Exercise directions — Resume the methods text on cheese composition and season classification, picking up right after its last sentence.

Provided text —

2.1.2. Fatty Acid Methyl Esters Analysis

The Fatty Acid profile of cheese samples was determined according to the analytical procedure reported by [7].

2.1.3. Element Analysis

Elements (Ca, Mg, Na, K, P, S, Zn, and Fe) were determined as reported by [26].

2.2. Chemometric techniques

The effect of the cheese production season on the macro-components is first studied in this work. The Tukey test evaluates statistical significance between the mean values of two production months for each macro-component. The threshold p-value for the test is chosen as p < 0.05. Fatty acid profile and mineral content are analyzed through a qualitative and quantitative perspective. Concerning the classification task, an unsupervised method is here compared with a supervised approach. PPCA is a statistical method that enables dimensionality reduction in high-dimensional datasets while accounting for noise and missing data [13]. More details on the technique are available in Supplementary Materials S1.a. After performing the PPCA, LDA is applied to the first two principal components to classify the data into three groups, one for each production season. LDA finds a linear combination of the principal components (PCs), thus constructing the boundaries where the Mahalanobis distance measure to centroids of each class is equal [27]. Therefore, the linear boundaries maximize the separation between the groups. Once the sample scores are computed and LDA is performed, the presented model is employed to classify cheese samples. Partial Least Squares Discriminant Analysis (PLS-DA) is then proposed in order to carry out a comparison between the two classifiers' performances. After performing the classification, the estimation of % FAME from the mineral profile is performed using PPCA to assess its capability to manage missing data. PLS regression is also implemented for comparative analysis in this investigation. It is important to specify that the PLS algorithm is unsuitable for handling missing data, meaning that the only variables completely characterized for each sample (i.e., Mineral composition) were used as predictor variables for PLS-DA and PLS regression. A unity variance preprocessing step is conducted before executing the abovementioned algorithms.

2.3. Models’ validation

In order to properly validate the PPCA and PLS-DA models in classification, a Monte Carlo cross-validation [28] combined with external validation was employed and can be described through the following 4-step procedure:

Step 1. Creation of the calibration set. The set is created by randomly selecting approximately 85% of the available complete samples. Further partial samples are added into the calibration set to constitute approximately 15 to 35% of the total calibration set.

Provided data —
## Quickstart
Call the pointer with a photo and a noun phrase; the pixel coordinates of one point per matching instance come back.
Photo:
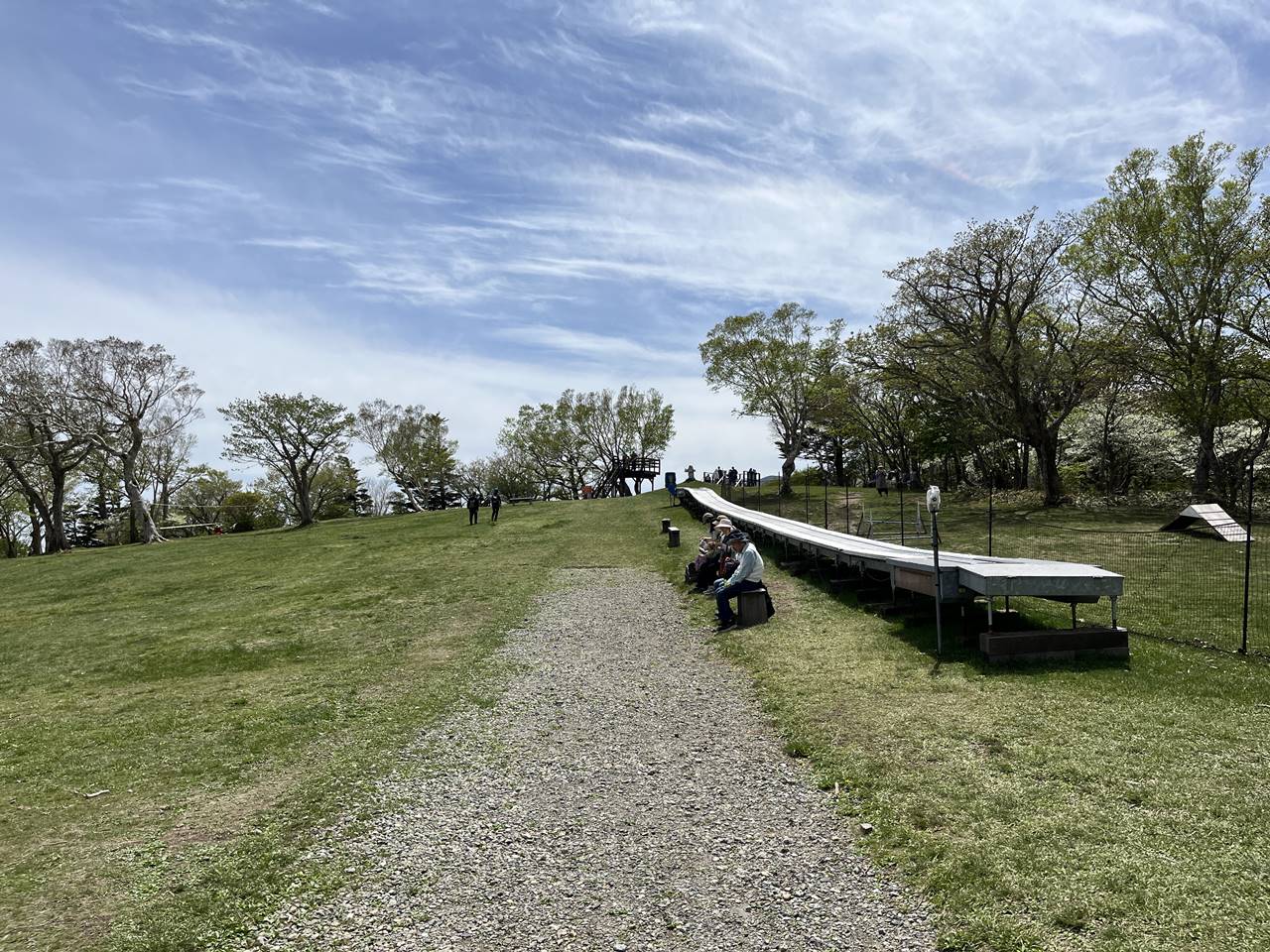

Response to this task —
Step 2. Validation set construction. The remaining complete samples from step 1 are included for model cross-validation. Additional partial samples are included in the validation set, comprising approximately 30% to 65% of the total validation set. These samples are exclusively used for external validation, meaning that they are not replaced in the calibration set.
Step 3. Calibrate the models. The entire calibration dataset is utilized to tune the PPCA and PLS-DA models.
Step 4. Calculate the percentage of correctly classified samples (%CC). The PPCA and PLS-DA models are tested through the validation samples, and their performance is assessed through classification accuracy.

The presented methodology is applied to select the optimal number of Principal Components (PCs) and Latent Variables (LVs) for PPCA and PLS-DA, respectively. For each PC's number (or LVs number), the abovementioned procedure is executed 20 times, and the models' performances are assessed by computing the average %CC obtained for validation samples across all iterations. The optimal number of PCs and LVs is determined as the one at which %CC was maximum. It is important to emphasize that in this procedure, the additional validation partial samples are not replaced across iterations and are never used for model calibration, thereby resembling an external validation. Indeed, the models inferred the class of these external partial samples in each iteration, while the calibration set comprises distinct sample groups each time it is randomly constructed. As a result, a different score estimation for external validation samples is obtained from each iteration as well, allowing the quantification of parameter estimation sensitivity when a fraction of samples in the calibration set is replaced. Table 1 explains how the samples are distributed among the calibration and validation sets.

Concerning the assessment of PPCA and PLS in the quantitative estimation of % FAME, a Monte Carlo cross-validation method is employed to evaluate such models' performances. More in detail, 20% of the complete samples are randomly selected for each production month and used for the internal validation step, while the remaining ones are retained for calibration [28]. Once calibrated, PPCA and PLS models are tested on the validation samples by predicting the %FAME using the mineral composition. In both models, the reliability of the % FAME prediction is assessed using the coefficient of determination (R²) and the Root Mean Square of Errors in Cross-Validation (RMSECV). The procedure is carried out for a total of 20 iterations, and the overall R² and RMSECV are calculated by averaging the values obtained by each iteration.

Macro components data are first analyzed with the statistical software Minitab 21.1 (Minitab Inc., State College, PA, 2022). Then, the %FAME and mineral concentration (%w/w) analysis is carried out in the Matlab® environment. PPCA is carried out using the built-in functions provided by the Statistics toolbox, whereas validation is performed through an author-built routine. Conversely, LDA and PLS-DA are performed with the Classification Toolbox [29].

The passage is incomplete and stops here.